_EJERCICIO_
Reescribe todo el material siguiente como una lista JSON de cadenas, con una cadena por cada línea y omitiendo las líneas en blanco.

_MATERIAL DE ENTRADA_
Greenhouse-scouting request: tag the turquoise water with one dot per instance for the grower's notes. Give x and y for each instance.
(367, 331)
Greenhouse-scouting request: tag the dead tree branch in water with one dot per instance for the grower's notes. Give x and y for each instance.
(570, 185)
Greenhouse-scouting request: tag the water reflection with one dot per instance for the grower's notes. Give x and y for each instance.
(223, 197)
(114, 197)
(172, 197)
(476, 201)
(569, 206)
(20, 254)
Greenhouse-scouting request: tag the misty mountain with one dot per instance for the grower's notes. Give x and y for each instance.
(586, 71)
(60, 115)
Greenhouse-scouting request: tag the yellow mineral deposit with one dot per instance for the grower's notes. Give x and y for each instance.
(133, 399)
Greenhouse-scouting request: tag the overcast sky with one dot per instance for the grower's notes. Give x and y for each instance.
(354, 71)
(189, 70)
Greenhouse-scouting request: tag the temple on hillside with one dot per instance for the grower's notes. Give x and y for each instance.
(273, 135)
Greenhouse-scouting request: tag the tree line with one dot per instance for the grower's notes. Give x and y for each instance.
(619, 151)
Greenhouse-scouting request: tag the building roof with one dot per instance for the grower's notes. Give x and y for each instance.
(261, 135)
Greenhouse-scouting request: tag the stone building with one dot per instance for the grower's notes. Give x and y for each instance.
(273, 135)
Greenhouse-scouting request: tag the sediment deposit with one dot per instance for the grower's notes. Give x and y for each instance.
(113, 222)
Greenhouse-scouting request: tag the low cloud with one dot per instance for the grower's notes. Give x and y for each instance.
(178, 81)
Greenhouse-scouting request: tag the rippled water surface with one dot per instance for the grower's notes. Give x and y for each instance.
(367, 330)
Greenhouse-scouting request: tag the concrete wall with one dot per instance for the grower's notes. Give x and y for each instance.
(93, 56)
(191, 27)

_RESULTADO DEL EJERCICIO_
[
  "Greenhouse-scouting request: tag the turquoise water with one dot per instance for the grower's notes. Give x and y for each instance.",
  "(367, 331)",
  "Greenhouse-scouting request: tag the dead tree branch in water with one dot per instance for the grower's notes. Give x and y for each instance.",
  "(570, 185)",
  "Greenhouse-scouting request: tag the water reflection with one dot per instance for the grower's notes. Give x and y for each instance.",
  "(223, 197)",
  "(114, 197)",
  "(172, 197)",
  "(476, 201)",
  "(569, 206)",
  "(20, 254)",
  "Greenhouse-scouting request: tag the misty mountain with one dot per instance for the grower's notes. Give x and y for each instance.",
  "(586, 71)",
  "(60, 115)",
  "Greenhouse-scouting request: tag the yellow mineral deposit with one dot per instance for the grower's notes. Give x and y for each instance.",
  "(133, 399)",
  "Greenhouse-scouting request: tag the overcast sky with one dot per instance for the grower's notes. Give x and y for each instance.",
  "(354, 71)",
  "(189, 70)",
  "Greenhouse-scouting request: tag the temple on hillside with one dot per instance for the grower's notes. Give x and y for each instance.",
  "(273, 135)",
  "Greenhouse-scouting request: tag the tree line with one dot per instance for the grower's notes. Give x and y for each instance.",
  "(619, 151)",
  "Greenhouse-scouting request: tag the building roof with one dot per instance for the grower's notes. Give x and y for each instance.",
  "(261, 135)",
  "Greenhouse-scouting request: tag the stone building with one dot per instance for the grower's notes. Give x and y for each instance.",
  "(273, 135)",
  "Greenhouse-scouting request: tag the sediment deposit with one dot per instance for the grower's notes. Give x and y for each instance.",
  "(113, 222)",
  "Greenhouse-scouting request: tag the low cloud with one dot per instance for the grower's notes. Give x and y for each instance.",
  "(178, 81)",
  "Greenhouse-scouting request: tag the rippled water surface with one dot per instance for the grower's notes. Give x and y for each instance.",
  "(367, 330)",
  "Greenhouse-scouting request: tag the concrete wall with one dot per instance for the grower's notes. Give x and y for each instance.",
  "(93, 56)",
  "(191, 27)"
]